### The problem
All entries are to be quoted exactly; the images stay out of the copy.

▼

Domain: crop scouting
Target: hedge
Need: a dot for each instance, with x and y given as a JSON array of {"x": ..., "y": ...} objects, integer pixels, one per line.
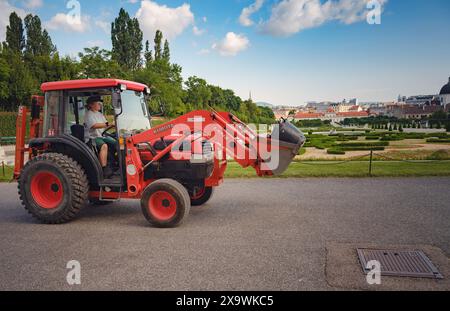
[
  {"x": 336, "y": 151},
  {"x": 369, "y": 148},
  {"x": 365, "y": 144},
  {"x": 437, "y": 140}
]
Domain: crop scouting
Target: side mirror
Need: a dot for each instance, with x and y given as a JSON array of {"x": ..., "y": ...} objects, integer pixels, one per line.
[
  {"x": 160, "y": 104},
  {"x": 117, "y": 102}
]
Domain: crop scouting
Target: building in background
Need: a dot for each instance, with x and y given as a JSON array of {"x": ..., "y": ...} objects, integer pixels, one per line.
[{"x": 444, "y": 94}]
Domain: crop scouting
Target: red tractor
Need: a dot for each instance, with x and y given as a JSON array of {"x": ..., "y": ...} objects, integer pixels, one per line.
[{"x": 168, "y": 167}]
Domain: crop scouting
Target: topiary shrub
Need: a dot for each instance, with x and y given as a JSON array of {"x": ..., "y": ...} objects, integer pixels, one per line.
[{"x": 439, "y": 155}]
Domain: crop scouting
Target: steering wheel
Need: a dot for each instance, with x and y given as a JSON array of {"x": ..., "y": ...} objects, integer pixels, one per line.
[{"x": 112, "y": 135}]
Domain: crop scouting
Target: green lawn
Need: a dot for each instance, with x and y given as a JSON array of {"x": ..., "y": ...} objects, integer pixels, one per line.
[{"x": 352, "y": 169}]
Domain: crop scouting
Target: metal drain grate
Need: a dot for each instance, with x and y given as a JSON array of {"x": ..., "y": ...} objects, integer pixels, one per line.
[{"x": 400, "y": 263}]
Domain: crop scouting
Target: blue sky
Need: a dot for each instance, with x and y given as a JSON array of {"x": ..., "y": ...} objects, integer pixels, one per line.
[{"x": 285, "y": 52}]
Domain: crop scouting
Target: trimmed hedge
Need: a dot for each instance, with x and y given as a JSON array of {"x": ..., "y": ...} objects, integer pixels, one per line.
[
  {"x": 362, "y": 148},
  {"x": 364, "y": 144},
  {"x": 336, "y": 151},
  {"x": 437, "y": 140}
]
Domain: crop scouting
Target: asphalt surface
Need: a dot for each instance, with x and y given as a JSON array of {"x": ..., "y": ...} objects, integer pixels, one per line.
[{"x": 254, "y": 234}]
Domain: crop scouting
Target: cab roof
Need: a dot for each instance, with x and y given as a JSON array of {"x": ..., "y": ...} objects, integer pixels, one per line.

▲

### Solution
Domain: crop scouting
Target: hedge
Need: a dot for each instance, with x and y given as a JSON array of {"x": ..., "y": ...} objects, integer pixels, one per line.
[
  {"x": 336, "y": 151},
  {"x": 369, "y": 148},
  {"x": 365, "y": 144},
  {"x": 437, "y": 140}
]
Domain: crop scouting
Target: side mirror
Need: a dot for each instance, with x and y given as a JSON array of {"x": ..., "y": ...} objects, integer pixels, one per line.
[
  {"x": 160, "y": 104},
  {"x": 117, "y": 102}
]
Domain: crop scouting
Target: building in background
Need: a dot for each instance, with x and y given as a JSON array of {"x": ..., "y": ...} objects, integer pixels, one per line.
[{"x": 444, "y": 94}]
Domain: crop scouting
Target: red tractor
Need: a dot for each instance, with x and y given as a JSON array of {"x": ..., "y": ...} objects, integer pixels, one per line.
[{"x": 168, "y": 167}]
Domain: crop scouting
Target: topiary shrub
Need: a dot for each instance, with x and y given as a JSON array of {"x": ..., "y": ...} objects, integer pixels, one per line.
[{"x": 439, "y": 155}]
Domain: crop scouting
Target: steering wheel
Need: a dot for each instance, with x and y given as a JSON array of {"x": ..., "y": ...} objects, integer pixels, one per line.
[{"x": 112, "y": 135}]
Domain: crop scouting
Target: green lawn
Need: a dot for each instance, with x and y given as a JSON array of {"x": ..., "y": ...} objects, integer pixels, one per line.
[{"x": 352, "y": 169}]
Domain: crop scouting
Target: metal drain grate
Need: a dot for each instance, with x and y given as a JSON array of {"x": ..., "y": ...} objects, integer pixels, one per line.
[{"x": 400, "y": 263}]
Domain: crop scouting
Target: blue sky
Need: a dot for each instance, with x and y given as a JSON array of {"x": ..., "y": ...} objects, integer pixels, one per line.
[{"x": 285, "y": 52}]
Domain: crop scouting
Target: trimmed hedge
Need: a dot for each instance, with x and y given as a JSON array of {"x": ..., "y": ...} objects, integer pixels, one per line.
[
  {"x": 362, "y": 148},
  {"x": 364, "y": 144},
  {"x": 336, "y": 151},
  {"x": 437, "y": 140}
]
Domain: crop scouting
Target: asphalt surface
Need: a dot for each instance, with x and y given as a JSON array of {"x": ..., "y": ...} objects, integer pixels, one per line.
[{"x": 254, "y": 234}]
Domain: crop scouting
Target: cab roof
Need: a dot for each instance, with x and y given as a JSON array of {"x": ..., "y": ...} objects, integer pixels, one per line.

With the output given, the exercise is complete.